#### GOAL OF THE EXERCISE
Reproduce the data below word for word, from its first line through the line containing "box: [781, 590, 828, 617]", including both of these lines.

#### RECORDS FOR PROCESSING
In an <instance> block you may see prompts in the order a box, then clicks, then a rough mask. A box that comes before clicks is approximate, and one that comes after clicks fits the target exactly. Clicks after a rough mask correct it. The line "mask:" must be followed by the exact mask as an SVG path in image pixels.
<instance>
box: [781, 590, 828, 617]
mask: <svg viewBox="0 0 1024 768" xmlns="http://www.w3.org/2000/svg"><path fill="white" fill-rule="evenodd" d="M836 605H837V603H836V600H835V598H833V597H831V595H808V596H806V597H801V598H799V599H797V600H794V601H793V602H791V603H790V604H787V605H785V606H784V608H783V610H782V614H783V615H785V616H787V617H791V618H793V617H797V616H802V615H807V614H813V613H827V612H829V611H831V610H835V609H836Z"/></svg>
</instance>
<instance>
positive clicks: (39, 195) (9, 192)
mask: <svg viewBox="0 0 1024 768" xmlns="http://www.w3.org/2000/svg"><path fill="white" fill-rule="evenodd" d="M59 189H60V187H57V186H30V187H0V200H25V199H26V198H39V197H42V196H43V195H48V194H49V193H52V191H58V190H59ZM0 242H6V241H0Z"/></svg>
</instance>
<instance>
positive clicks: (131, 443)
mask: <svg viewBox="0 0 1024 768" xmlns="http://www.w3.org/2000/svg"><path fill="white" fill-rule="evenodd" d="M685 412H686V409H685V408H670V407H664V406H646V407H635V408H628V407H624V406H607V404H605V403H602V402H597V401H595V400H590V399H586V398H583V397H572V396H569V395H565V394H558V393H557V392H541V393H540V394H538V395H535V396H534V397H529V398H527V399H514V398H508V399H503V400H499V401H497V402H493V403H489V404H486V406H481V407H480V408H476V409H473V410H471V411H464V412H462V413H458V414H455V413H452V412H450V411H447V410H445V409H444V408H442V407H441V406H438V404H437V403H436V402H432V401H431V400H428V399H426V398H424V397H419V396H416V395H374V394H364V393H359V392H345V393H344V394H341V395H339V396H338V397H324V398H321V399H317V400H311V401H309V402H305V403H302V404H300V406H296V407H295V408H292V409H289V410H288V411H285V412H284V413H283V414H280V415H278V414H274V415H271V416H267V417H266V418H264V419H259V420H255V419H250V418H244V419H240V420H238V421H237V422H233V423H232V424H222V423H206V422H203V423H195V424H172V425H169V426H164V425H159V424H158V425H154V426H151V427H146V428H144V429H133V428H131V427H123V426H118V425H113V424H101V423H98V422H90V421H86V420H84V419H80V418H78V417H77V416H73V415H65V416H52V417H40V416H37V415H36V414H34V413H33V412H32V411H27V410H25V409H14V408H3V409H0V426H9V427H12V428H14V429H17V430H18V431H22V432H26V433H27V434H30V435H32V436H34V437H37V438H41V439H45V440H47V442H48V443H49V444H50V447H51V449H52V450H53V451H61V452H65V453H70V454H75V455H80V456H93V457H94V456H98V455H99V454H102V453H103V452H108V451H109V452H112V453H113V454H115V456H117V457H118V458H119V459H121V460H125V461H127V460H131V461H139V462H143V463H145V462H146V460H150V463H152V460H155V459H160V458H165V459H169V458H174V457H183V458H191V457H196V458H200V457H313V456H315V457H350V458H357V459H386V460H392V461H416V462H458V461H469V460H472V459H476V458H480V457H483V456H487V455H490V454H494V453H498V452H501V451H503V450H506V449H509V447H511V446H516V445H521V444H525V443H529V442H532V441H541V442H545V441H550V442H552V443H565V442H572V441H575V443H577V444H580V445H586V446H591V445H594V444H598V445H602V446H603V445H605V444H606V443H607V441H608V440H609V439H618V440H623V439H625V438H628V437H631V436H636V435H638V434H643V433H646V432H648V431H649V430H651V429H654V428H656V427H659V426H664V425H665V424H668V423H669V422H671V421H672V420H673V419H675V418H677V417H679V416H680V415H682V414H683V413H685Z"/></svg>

#### RESPONSE
In an <instance> block you may see prompts in the order a box, then clicks, then a rough mask. A box that comes before clicks is approximate, and one that comes after clicks fits the target exactly. Clicks after a rough mask correct it. The line "mask:" must be followed by the exact mask as an SVG path in image pixels.
<instance>
box: [781, 590, 828, 617]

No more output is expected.